> Dataset excerpt:
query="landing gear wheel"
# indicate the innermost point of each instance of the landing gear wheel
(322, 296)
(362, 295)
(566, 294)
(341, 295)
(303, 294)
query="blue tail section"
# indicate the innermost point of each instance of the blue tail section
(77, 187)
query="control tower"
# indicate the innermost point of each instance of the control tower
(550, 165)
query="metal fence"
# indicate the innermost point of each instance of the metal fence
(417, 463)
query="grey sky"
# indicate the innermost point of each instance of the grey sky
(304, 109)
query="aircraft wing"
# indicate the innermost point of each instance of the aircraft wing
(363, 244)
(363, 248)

* * *

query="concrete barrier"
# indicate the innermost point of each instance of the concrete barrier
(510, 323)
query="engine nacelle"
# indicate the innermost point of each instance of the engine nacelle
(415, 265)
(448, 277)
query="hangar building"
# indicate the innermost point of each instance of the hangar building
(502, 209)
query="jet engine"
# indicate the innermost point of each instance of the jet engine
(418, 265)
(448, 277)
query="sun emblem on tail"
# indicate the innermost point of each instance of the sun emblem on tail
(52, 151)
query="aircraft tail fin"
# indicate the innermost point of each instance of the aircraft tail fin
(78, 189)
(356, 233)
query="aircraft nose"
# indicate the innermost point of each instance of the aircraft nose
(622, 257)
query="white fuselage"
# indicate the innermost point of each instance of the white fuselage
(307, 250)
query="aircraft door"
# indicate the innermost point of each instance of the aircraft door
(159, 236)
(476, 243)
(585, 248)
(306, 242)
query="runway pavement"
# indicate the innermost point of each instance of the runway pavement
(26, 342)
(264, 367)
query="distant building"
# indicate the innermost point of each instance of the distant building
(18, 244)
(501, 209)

> What the exercise asks: How many lines in the listing contain the string "white" with matching case? Reply with the number alone.

> Task result: 2